[Text passage]:
Start of Block
A thirst-quenching look at the soft drink’s surprising history at a Mississippi museum
VICKSBURG, Miss. — This placid town of 50,000 people on the east bank of the Mississippi River about 230 miles northwest of New Orleans isn’t exactly known as a den of iniquity.
Yet, in the late 19th century, Vicksburg was one of the main distribution hubs of cocaine in the United States.
No, the city wasn’t the headquarters of an international drug cartel. And the surrounding fields grew cotton and soybeans, not coca plants.
Turns out, Vicksburg was the site of the very first Coca-Cola bottling plant.
In those days, part of the drink’s recipe, which was invented by an Atlanta pharmacist named John Pemberton in 1885, actually contained cocaine in the form of an extract from the coca plant. Hence the name “Coca-Cola.” At the time, cocaine was legal and used in a variety of medicinal products.
In 1894, Vicksburg native Joseph Biedenharn began bottling the drink in a two-story brick building in the heart of the city’s downtown.
End of Block
[Data records]:
Start of Block
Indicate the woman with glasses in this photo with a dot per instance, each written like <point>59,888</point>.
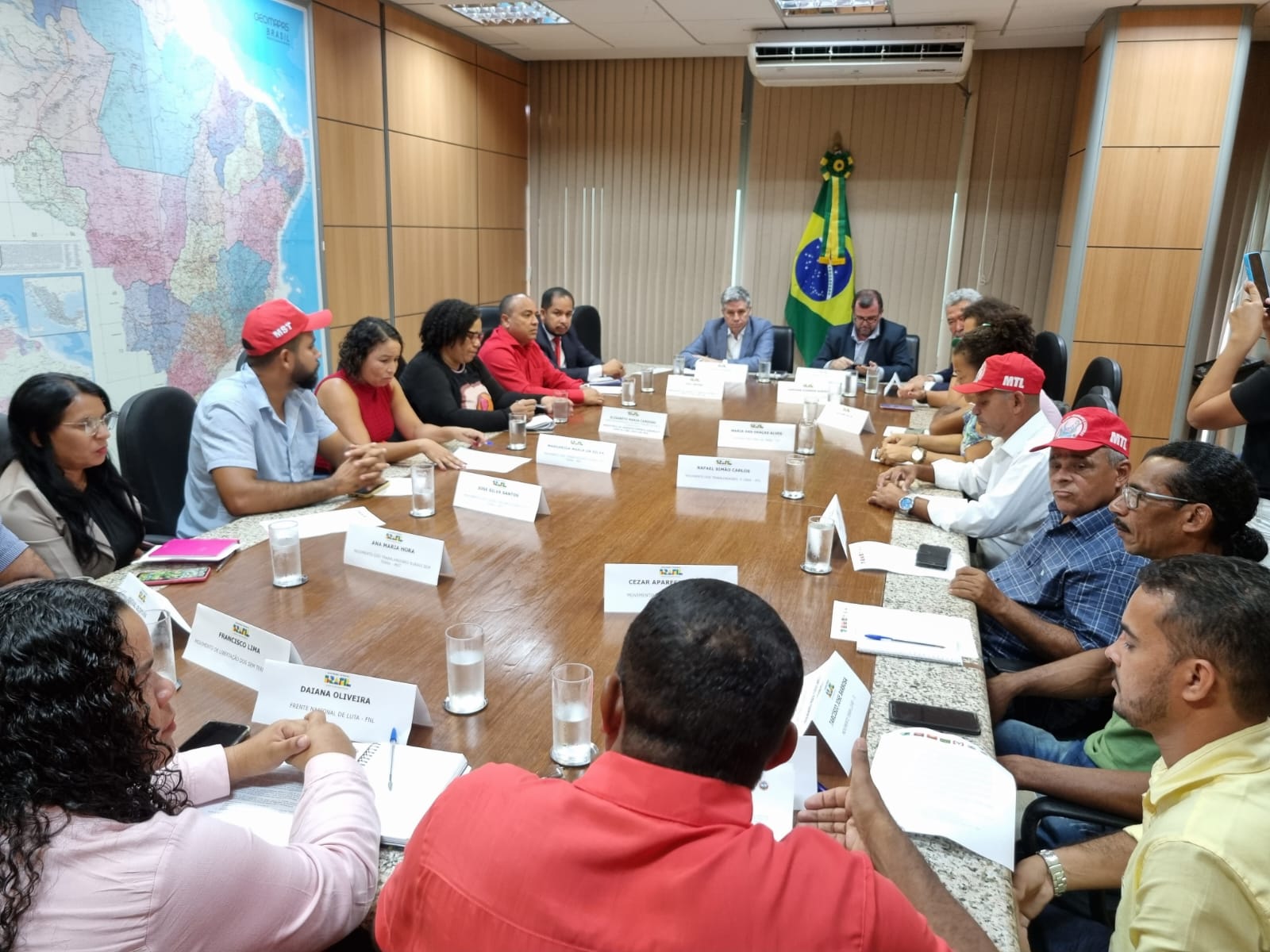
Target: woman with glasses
<point>448,384</point>
<point>61,494</point>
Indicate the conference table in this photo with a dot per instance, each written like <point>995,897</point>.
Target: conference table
<point>537,590</point>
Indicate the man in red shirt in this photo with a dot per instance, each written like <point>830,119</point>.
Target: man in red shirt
<point>653,847</point>
<point>518,362</point>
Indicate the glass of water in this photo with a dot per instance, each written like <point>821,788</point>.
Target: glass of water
<point>571,715</point>
<point>423,489</point>
<point>465,670</point>
<point>285,554</point>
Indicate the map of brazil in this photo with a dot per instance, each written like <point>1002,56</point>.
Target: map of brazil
<point>156,182</point>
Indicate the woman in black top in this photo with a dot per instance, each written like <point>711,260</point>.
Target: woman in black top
<point>446,382</point>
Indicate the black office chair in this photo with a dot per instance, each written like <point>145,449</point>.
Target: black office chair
<point>1052,359</point>
<point>586,321</point>
<point>154,452</point>
<point>783,349</point>
<point>1102,372</point>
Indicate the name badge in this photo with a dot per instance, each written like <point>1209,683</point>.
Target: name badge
<point>629,587</point>
<point>633,423</point>
<point>730,474</point>
<point>575,454</point>
<point>235,649</point>
<point>751,435</point>
<point>499,497</point>
<point>365,708</point>
<point>397,554</point>
<point>698,387</point>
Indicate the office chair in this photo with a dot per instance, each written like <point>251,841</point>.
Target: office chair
<point>154,454</point>
<point>1052,359</point>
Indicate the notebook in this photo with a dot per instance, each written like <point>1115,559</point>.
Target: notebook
<point>419,774</point>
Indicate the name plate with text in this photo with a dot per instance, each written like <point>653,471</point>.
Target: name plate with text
<point>365,708</point>
<point>752,435</point>
<point>499,497</point>
<point>235,649</point>
<point>398,554</point>
<point>729,474</point>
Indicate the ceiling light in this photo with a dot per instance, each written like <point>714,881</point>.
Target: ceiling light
<point>520,13</point>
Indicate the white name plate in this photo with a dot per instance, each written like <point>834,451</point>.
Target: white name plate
<point>629,587</point>
<point>730,474</point>
<point>751,435</point>
<point>850,419</point>
<point>622,422</point>
<point>575,454</point>
<point>499,497</point>
<point>698,387</point>
<point>365,708</point>
<point>397,554</point>
<point>235,649</point>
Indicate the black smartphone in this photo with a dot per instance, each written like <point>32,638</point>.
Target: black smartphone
<point>216,733</point>
<point>941,719</point>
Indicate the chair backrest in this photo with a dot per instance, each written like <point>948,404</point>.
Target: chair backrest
<point>1052,359</point>
<point>783,349</point>
<point>586,321</point>
<point>1102,372</point>
<point>154,452</point>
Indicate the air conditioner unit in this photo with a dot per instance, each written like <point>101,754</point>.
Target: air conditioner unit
<point>848,57</point>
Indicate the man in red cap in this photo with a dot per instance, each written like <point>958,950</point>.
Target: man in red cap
<point>1066,589</point>
<point>256,435</point>
<point>1005,494</point>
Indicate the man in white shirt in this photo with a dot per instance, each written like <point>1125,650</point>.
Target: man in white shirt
<point>1006,494</point>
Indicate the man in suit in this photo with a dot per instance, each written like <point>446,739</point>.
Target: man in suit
<point>563,347</point>
<point>734,338</point>
<point>869,340</point>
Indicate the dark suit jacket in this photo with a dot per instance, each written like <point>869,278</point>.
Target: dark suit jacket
<point>577,359</point>
<point>889,349</point>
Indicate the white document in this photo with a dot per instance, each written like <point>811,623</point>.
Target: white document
<point>624,422</point>
<point>752,435</point>
<point>575,454</point>
<point>488,494</point>
<point>729,474</point>
<point>330,522</point>
<point>629,587</point>
<point>365,708</point>
<point>837,702</point>
<point>937,785</point>
<point>235,649</point>
<point>398,554</point>
<point>489,463</point>
<point>883,556</point>
<point>905,634</point>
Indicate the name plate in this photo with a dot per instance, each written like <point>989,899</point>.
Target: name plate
<point>751,435</point>
<point>499,497</point>
<point>850,419</point>
<point>397,554</point>
<point>696,387</point>
<point>575,454</point>
<point>730,474</point>
<point>629,587</point>
<point>365,708</point>
<point>235,649</point>
<point>633,423</point>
End of Block
[Exercise tasks]:
a) Copy the part of the article on Coca-Cola's history, set down above the items, that runs from "A thirst-quenching look" down to "not coca plants.".
b) Name every plant mentioned in the article on Coca-Cola's history that appears above the items.
c) Using the article on Coca-Cola's history above the items, decide whether each statement agrees with it. (i) John Pemberton was a pharmacist from Atlanta. (ii) Vicksburg lies about 230 miles northeast of New Orleans. (iii) Joseph Biedenharn began bottling the drink in a one-story wooden building.

[Answers for each item]:
a)
A thirst-quenching look at the soft drink’s surprising history at a Mississippi museum
VICKSBURG, Miss. — This placid town of 50,000 people on the east bank of the Mississippi River about 230 miles northwest of New Orleans isn’t exactly known as a den of iniquity.
Yet, in the late 19th century, Vicksburg was one of the main distribution hubs of cocaine in the United States.
No, the city wasn’t the headquarters of an international drug cartel. And the surrounding fields grew cotton and soybeans, not coca plants.

b)
- cotton
- soybeans
- coca plant

c)
(i) Yes: "invented by an Atlanta pharmacist named John Pemberton in 1885"
(ii) No: "about 230 miles northwest of New Orleans"
(iii) No: "in a two-story brick building in the heart of the city’s downtown"